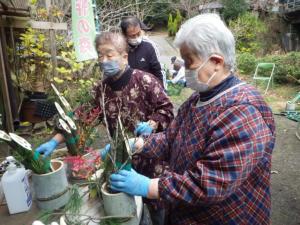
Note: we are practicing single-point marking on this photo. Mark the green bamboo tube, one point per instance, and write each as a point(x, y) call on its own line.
point(23, 152)
point(6, 138)
point(72, 126)
point(20, 142)
point(62, 99)
point(60, 111)
point(65, 130)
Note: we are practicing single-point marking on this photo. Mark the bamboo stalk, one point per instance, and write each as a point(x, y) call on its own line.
point(65, 130)
point(60, 110)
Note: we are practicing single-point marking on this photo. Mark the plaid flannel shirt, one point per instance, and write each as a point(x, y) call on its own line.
point(220, 158)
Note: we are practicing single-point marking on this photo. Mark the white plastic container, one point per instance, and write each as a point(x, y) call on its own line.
point(16, 189)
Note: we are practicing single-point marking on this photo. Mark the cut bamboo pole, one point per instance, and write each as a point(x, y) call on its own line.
point(65, 130)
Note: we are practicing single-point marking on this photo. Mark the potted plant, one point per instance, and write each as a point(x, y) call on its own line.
point(49, 177)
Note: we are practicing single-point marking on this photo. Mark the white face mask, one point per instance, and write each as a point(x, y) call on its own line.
point(193, 82)
point(135, 41)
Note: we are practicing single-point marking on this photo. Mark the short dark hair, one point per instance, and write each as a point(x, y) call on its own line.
point(128, 22)
point(114, 38)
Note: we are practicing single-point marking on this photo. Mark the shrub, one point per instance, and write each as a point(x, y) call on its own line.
point(287, 67)
point(246, 63)
point(248, 30)
point(233, 8)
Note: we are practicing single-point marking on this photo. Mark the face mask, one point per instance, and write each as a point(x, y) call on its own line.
point(193, 82)
point(110, 68)
point(135, 41)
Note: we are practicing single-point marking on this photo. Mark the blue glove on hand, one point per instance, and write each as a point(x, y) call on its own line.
point(143, 128)
point(130, 182)
point(46, 149)
point(104, 151)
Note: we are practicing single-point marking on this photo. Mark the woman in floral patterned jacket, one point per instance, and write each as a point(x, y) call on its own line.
point(135, 95)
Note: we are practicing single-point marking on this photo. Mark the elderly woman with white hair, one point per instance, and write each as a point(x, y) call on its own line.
point(219, 145)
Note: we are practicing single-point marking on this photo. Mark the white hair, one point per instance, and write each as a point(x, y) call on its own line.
point(207, 34)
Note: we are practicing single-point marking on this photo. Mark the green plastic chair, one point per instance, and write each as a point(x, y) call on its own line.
point(264, 72)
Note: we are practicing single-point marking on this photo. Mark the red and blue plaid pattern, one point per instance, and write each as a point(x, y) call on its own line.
point(220, 160)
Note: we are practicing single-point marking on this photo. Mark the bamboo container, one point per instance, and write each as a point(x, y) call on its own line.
point(65, 130)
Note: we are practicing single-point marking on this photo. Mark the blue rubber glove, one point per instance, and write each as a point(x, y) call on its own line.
point(130, 182)
point(104, 151)
point(143, 128)
point(46, 149)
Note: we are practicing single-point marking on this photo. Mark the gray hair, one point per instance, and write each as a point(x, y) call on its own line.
point(113, 38)
point(207, 34)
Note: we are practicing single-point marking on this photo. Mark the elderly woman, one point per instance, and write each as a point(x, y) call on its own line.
point(219, 145)
point(136, 95)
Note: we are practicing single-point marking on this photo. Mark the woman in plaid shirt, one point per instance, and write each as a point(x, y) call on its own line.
point(219, 145)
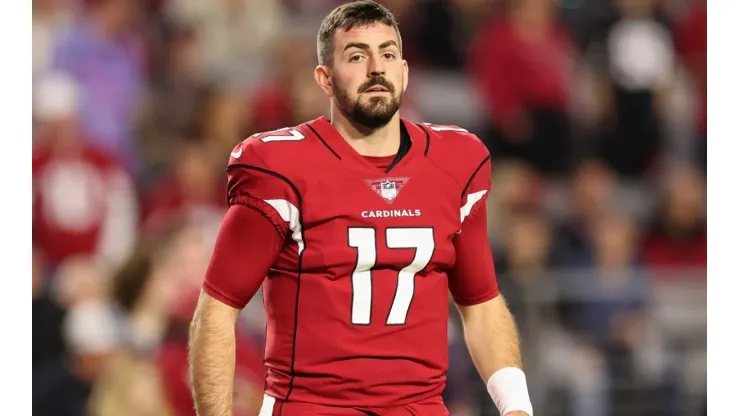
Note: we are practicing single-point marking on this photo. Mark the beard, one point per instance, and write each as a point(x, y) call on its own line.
point(376, 112)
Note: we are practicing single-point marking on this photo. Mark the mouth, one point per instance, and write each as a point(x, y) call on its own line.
point(377, 88)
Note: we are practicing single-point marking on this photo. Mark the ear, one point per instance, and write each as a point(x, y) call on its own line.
point(405, 75)
point(322, 75)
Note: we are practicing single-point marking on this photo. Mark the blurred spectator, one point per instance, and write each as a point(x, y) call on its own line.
point(232, 35)
point(523, 261)
point(691, 43)
point(591, 195)
point(177, 100)
point(130, 386)
point(522, 64)
point(46, 319)
point(194, 191)
point(636, 70)
point(79, 280)
point(678, 237)
point(516, 187)
point(162, 271)
point(94, 333)
point(604, 311)
point(173, 365)
point(83, 201)
point(293, 59)
point(49, 17)
point(226, 120)
point(104, 54)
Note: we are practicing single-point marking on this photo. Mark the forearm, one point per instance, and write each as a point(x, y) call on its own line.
point(492, 337)
point(493, 340)
point(212, 358)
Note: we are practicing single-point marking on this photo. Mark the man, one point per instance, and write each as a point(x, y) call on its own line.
point(361, 224)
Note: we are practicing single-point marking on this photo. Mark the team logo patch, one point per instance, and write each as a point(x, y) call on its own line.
point(387, 188)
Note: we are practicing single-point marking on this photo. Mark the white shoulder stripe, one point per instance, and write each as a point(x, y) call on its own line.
point(268, 405)
point(290, 214)
point(469, 202)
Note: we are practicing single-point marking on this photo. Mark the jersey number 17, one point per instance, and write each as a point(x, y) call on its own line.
point(363, 239)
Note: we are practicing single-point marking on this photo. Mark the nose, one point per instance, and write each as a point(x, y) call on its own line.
point(377, 67)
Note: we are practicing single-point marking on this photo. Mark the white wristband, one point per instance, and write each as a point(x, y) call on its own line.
point(508, 389)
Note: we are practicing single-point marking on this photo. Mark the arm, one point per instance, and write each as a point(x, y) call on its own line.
point(490, 331)
point(246, 247)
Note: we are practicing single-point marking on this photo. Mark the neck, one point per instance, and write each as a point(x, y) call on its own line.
point(383, 141)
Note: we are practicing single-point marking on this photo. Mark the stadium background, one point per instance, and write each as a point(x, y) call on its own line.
point(595, 113)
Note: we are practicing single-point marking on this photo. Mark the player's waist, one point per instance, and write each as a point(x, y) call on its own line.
point(353, 393)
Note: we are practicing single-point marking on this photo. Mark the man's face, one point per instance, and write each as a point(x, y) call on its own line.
point(368, 75)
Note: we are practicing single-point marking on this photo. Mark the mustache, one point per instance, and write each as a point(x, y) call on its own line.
point(374, 81)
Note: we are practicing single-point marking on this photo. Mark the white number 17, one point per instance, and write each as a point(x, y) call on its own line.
point(363, 239)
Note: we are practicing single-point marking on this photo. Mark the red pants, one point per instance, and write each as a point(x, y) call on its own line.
point(276, 407)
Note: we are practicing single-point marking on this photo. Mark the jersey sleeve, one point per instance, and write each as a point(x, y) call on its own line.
point(253, 183)
point(475, 192)
point(473, 279)
point(246, 247)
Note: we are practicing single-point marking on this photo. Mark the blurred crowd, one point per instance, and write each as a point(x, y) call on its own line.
point(595, 114)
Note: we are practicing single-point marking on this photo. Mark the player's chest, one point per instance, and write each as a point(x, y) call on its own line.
point(386, 220)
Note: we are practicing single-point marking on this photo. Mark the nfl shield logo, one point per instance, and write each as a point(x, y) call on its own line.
point(388, 190)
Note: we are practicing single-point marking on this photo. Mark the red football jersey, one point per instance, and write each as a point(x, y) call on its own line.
point(357, 300)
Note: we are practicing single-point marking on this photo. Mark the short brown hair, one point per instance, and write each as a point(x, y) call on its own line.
point(347, 16)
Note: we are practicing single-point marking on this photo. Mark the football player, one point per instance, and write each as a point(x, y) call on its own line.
point(357, 228)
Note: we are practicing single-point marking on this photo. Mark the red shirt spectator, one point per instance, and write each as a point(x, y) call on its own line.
point(520, 66)
point(83, 203)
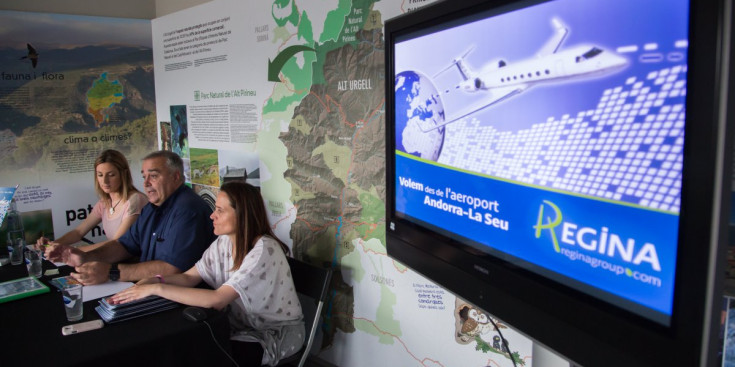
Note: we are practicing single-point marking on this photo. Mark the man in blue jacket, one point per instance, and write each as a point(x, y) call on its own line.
point(170, 235)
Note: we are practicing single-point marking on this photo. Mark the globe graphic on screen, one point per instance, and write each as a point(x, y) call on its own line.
point(418, 104)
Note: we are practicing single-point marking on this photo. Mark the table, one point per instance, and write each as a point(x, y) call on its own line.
point(30, 334)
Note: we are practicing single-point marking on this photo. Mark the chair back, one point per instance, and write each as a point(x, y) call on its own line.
point(312, 285)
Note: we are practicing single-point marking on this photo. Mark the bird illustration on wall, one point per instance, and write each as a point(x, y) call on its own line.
point(32, 55)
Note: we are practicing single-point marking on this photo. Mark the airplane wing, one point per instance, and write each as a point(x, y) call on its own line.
point(553, 44)
point(498, 96)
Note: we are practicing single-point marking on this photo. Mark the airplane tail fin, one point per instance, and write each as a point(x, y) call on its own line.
point(560, 34)
point(461, 65)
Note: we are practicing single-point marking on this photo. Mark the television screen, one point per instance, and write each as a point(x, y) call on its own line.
point(559, 147)
point(549, 137)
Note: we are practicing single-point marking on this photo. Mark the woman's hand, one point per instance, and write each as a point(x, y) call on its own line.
point(133, 293)
point(41, 243)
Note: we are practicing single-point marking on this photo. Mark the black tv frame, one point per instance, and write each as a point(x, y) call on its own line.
point(583, 329)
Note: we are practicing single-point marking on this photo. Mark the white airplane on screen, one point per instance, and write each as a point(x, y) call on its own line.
point(503, 80)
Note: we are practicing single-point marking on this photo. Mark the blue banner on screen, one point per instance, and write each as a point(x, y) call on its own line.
point(623, 249)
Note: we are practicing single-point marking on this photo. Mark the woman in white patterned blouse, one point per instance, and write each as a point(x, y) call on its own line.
point(247, 268)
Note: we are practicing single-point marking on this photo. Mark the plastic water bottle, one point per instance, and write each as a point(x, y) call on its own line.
point(16, 234)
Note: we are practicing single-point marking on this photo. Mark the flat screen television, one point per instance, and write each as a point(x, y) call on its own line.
point(561, 165)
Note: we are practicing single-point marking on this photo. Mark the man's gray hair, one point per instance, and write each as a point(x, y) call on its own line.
point(173, 161)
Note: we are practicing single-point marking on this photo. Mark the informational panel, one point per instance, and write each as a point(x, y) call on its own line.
point(70, 87)
point(290, 97)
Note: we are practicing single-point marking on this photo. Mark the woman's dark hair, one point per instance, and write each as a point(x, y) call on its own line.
point(251, 219)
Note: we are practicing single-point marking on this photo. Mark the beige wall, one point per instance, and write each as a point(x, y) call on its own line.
point(142, 9)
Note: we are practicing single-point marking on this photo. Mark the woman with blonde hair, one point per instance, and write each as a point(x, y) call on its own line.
point(119, 204)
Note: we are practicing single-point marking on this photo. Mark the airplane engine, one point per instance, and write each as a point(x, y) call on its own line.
point(479, 84)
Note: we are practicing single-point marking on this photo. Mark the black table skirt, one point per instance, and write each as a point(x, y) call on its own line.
point(30, 334)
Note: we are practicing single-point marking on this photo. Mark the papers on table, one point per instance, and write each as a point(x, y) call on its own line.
point(92, 292)
point(146, 306)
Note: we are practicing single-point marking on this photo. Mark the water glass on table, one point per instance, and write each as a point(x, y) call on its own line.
point(72, 296)
point(33, 262)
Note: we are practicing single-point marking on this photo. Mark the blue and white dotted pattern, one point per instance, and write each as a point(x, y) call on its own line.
point(628, 149)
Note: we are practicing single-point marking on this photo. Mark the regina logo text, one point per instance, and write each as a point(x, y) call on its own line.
point(593, 241)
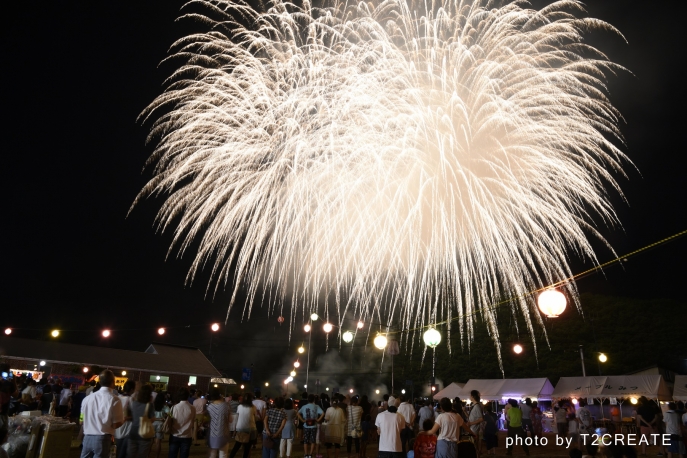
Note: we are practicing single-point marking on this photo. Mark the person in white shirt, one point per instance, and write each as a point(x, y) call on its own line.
point(199, 405)
point(260, 411)
point(672, 420)
point(102, 414)
point(448, 425)
point(122, 433)
point(181, 436)
point(408, 412)
point(30, 389)
point(389, 426)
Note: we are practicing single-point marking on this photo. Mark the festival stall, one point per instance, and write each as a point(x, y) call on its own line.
point(680, 389)
point(616, 389)
point(450, 391)
point(500, 389)
point(521, 388)
point(616, 386)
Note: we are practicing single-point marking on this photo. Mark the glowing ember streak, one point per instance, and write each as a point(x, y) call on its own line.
point(426, 161)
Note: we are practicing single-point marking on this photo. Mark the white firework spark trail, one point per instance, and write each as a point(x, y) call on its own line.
point(408, 162)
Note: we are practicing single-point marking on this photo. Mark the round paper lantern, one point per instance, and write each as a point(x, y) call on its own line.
point(552, 302)
point(432, 337)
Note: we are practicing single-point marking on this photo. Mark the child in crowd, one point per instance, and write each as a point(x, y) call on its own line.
point(365, 427)
point(425, 443)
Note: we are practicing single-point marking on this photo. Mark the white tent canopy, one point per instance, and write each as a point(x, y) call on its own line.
point(680, 390)
point(615, 386)
point(450, 391)
point(540, 388)
point(488, 389)
point(499, 389)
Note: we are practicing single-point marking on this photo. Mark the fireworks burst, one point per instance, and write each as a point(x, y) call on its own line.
point(410, 162)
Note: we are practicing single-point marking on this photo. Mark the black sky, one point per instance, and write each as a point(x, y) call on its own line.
point(76, 75)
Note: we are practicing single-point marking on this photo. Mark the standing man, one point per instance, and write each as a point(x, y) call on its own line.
point(407, 411)
point(260, 414)
point(310, 415)
point(514, 418)
point(426, 412)
point(389, 426)
point(199, 405)
point(102, 414)
point(122, 433)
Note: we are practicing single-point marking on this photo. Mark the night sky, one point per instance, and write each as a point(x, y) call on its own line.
point(77, 74)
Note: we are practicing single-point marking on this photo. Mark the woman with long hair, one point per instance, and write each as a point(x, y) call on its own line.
point(161, 412)
point(535, 417)
point(287, 433)
point(354, 414)
point(448, 424)
point(220, 419)
point(275, 421)
point(138, 447)
point(245, 426)
point(335, 426)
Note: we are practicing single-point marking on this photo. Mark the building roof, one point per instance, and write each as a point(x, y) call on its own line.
point(161, 358)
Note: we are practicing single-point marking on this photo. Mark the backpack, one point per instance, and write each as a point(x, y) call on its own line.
point(585, 418)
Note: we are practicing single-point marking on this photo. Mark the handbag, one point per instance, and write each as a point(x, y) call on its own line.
point(268, 442)
point(169, 421)
point(146, 428)
point(242, 437)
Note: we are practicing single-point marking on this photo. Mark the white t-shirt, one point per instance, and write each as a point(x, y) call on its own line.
point(449, 424)
point(475, 414)
point(672, 421)
point(100, 411)
point(184, 415)
point(390, 426)
point(408, 412)
point(260, 408)
point(30, 390)
point(124, 430)
point(245, 418)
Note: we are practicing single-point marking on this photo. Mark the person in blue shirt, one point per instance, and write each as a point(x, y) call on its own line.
point(310, 414)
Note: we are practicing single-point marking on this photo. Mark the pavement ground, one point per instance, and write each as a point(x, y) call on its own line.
point(549, 450)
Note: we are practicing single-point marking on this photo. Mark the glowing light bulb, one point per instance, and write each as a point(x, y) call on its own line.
point(380, 342)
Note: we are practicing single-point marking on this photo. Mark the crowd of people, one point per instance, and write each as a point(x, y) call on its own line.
point(397, 426)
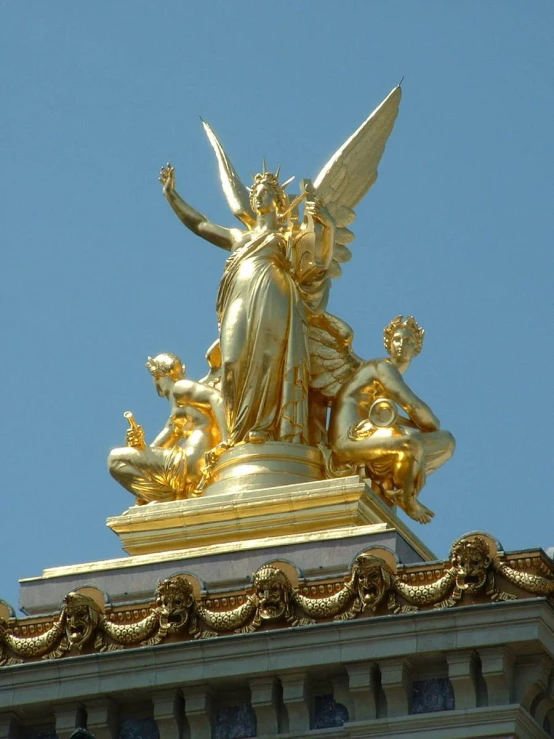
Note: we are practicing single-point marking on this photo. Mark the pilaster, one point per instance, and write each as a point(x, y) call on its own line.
point(361, 685)
point(264, 693)
point(297, 697)
point(199, 711)
point(461, 673)
point(397, 686)
point(497, 666)
point(102, 718)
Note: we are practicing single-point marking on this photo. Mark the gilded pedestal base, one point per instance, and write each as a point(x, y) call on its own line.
point(256, 514)
point(262, 466)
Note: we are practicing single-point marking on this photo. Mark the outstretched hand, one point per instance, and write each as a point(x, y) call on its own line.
point(167, 178)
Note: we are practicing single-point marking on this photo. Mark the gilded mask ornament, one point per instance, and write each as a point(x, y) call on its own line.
point(373, 580)
point(272, 591)
point(471, 559)
point(82, 617)
point(174, 600)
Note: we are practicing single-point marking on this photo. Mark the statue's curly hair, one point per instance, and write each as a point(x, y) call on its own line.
point(409, 323)
point(165, 364)
point(270, 180)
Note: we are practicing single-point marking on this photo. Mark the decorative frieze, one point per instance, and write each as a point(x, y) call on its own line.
point(375, 586)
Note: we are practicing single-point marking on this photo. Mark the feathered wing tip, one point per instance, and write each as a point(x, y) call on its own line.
point(236, 194)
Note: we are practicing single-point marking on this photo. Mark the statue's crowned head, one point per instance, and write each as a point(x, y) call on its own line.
point(408, 327)
point(166, 365)
point(267, 192)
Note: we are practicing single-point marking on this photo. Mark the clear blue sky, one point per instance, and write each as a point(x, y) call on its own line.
point(98, 273)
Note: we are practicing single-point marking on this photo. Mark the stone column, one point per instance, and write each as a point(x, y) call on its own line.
point(10, 727)
point(397, 685)
point(199, 710)
point(297, 697)
point(102, 718)
point(497, 666)
point(361, 683)
point(168, 712)
point(66, 720)
point(264, 693)
point(461, 672)
point(532, 678)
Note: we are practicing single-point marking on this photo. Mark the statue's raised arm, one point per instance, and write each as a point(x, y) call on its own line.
point(192, 218)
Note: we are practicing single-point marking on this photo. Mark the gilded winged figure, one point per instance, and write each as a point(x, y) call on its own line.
point(276, 280)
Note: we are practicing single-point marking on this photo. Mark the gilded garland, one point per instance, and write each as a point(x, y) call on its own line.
point(375, 585)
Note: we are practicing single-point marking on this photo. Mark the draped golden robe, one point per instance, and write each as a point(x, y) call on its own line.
point(264, 345)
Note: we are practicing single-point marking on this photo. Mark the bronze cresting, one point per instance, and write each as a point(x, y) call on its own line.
point(475, 573)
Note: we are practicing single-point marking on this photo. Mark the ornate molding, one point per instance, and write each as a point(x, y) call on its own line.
point(475, 573)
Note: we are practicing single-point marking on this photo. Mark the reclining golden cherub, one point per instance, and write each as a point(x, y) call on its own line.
point(366, 430)
point(171, 467)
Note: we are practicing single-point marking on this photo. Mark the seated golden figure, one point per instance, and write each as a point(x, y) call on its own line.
point(366, 429)
point(171, 467)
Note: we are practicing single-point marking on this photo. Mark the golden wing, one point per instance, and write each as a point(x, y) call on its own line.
point(352, 170)
point(332, 359)
point(236, 193)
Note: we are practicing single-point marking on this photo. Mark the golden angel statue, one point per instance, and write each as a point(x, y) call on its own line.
point(282, 361)
point(366, 428)
point(277, 278)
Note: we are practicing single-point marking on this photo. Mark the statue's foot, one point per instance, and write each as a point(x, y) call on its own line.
point(419, 512)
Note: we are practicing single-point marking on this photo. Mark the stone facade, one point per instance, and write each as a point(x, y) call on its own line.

= = = = = = =

■ **목표**
위 데이터에서 "the nose, one" 문구가 있는 줄에서 시작해 "point(377, 67)" 문구가 있는 줄에서 끝나는 부분을 한 글자도 바꾸지 말고 옮겨 적어 주시겠어요? 시작 줄과 끝 줄도 포함됩니다.

■ **작성한 풀이**
Note: we are practicing single-point marking on this photo. Mark the nose, one point per instance, and write each as a point(x, y) call on its own line.
point(377, 67)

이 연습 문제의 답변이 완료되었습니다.